Short Research Communication
1. Department of Obstetrics and Gynecology, China Medical University Hospital, Taichung, Taiwan
2. Department of Biological Science and Technology, National Chiao Tung University, Hsinchu, Taiwan
Objectives: Reactive oxygen species (ROS) induced lipid peroxidation is associated with sperm function. Malondialdehyde (MDA) concentration and glutathione peroxidase (GPx) activity represent the lipid peroxidation and spermicidal antioxidant, respectively. We aimed to evaluate the relationship of MDA and GPx levels with sperm parameters.
Patients and methods: Specimens were divided into two groups: group 1. normospermia (n=20); group 2. oligoasthenospermia (n=31). Seminal MDA concentration was measured by thiobarbituric acid reaction method. Seminal GPx activity was measured by oxidation of reduced nicotinamide-adenine dinucleotide. Seminal MDA levels and GPx activities in both groups were compared.
Results: MDA concentrations in both groups were significantly different (1.52 ± 0.75 vs. 2.25 ± 0.88 nM, p = 0.0021). GPx activities in both groups were non-significantly different (0.48 ± 0.11 vs. 0.47 ± 0.12 U/ml). MDA levels were negatively correlated with the sperm motility (MDA = -0.014 x motility + 2.62, p =0.017) and concentration (MDA = -0.0045 x concentration + 2.23, p = 0.0166). GPx activities were positively but non-significantly correlated with the sperm concentration and sperm motility.
Conclusions: Seminal MDA concentrations are negatively correlated with sperm concentration and motility, which might provide a simple and useful tool in predicting sperm parameters. GPx activity is non-significantly correlated with the seminal quality. Roles of seminal MDA upon spermatogenesis merits further surveys.

(Collection entries)
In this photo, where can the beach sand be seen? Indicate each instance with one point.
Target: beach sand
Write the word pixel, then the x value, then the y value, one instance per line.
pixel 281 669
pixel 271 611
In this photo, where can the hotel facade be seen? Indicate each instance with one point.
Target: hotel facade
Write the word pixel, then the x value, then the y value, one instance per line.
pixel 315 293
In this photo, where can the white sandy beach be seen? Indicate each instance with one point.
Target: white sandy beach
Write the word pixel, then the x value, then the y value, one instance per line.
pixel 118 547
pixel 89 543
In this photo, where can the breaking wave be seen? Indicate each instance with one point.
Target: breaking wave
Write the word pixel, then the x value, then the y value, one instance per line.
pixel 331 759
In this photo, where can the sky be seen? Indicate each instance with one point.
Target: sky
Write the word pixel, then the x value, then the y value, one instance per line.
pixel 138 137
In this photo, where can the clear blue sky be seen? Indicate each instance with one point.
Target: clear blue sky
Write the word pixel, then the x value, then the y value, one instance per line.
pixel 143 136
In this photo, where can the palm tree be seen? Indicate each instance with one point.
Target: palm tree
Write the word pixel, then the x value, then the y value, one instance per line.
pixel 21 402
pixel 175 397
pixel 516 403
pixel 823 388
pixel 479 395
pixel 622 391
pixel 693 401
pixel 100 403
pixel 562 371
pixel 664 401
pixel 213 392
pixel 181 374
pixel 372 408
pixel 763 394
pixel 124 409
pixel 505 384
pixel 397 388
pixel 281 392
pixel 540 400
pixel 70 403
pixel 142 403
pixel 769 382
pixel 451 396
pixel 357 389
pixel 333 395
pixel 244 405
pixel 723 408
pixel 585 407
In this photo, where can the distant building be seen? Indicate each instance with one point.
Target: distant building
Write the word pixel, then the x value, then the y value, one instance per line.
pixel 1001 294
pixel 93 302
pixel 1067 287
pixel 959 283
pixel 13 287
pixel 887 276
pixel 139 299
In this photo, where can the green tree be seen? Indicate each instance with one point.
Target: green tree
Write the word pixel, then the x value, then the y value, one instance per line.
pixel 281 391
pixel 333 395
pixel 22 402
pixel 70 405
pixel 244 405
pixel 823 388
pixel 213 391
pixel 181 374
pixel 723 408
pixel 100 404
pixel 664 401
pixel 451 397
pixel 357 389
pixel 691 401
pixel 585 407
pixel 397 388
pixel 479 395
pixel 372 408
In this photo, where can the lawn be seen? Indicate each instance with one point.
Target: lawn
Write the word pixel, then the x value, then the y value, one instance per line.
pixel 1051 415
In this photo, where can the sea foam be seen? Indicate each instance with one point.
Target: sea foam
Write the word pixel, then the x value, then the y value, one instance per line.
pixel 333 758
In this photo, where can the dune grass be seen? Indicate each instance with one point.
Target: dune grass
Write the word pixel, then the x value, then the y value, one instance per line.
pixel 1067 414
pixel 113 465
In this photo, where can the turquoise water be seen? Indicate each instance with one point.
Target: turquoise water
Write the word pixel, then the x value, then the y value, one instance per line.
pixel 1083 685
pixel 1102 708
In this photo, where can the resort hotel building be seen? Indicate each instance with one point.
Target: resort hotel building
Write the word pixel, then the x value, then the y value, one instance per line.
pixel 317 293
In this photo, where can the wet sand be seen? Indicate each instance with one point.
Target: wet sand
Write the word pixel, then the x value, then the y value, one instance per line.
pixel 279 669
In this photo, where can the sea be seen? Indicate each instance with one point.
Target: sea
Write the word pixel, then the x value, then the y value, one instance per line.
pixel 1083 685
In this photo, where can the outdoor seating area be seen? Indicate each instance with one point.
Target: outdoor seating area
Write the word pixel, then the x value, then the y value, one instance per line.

- Exercises to complete
1. Reproduce the portion of the sperm study abstract from "Results: MDA concentrations" to "merits further surveys.".
2. Answer these about the sperm study abstract:
(a) How many specimens were in the normospermia group?
(b) What method was used to measure seminal MDA concentration?
(c) According to the conclusions, what might the link between seminal MDA and sperm concentration and motility provide?

- Results
1.
Results: MDA concentrations in both groups were significantly different (1.52 ± 0.75 vs. 2.25 ± 0.88 nM, p = 0.0021). GPx activities in both groups were non-significantly different (0.48 ± 0.11 vs. 0.47 ± 0.12 U/ml). MDA levels were negatively correlated with the sperm motility (MDA = -0.014 x motility + 2.62, p =0.017) and concentration (MDA = -0.0045 x concentration + 2.23, p = 0.0166). GPx activities were positively but non-significantly correlated with the sperm concentration and sperm motility.
Conclusions: Seminal MDA concentrations are negatively correlated with sperm concentration and motility, which might provide a simple and useful tool in predicting sperm parameters. GPx activity is non-significantly correlated with the seminal quality. Roles of seminal MDA upon spermatogenesis merits further surveys.

2.
(a) 20
(b) The thiobarbituric acid reaction method
(c) A simple and useful tool in predicting sperm parameters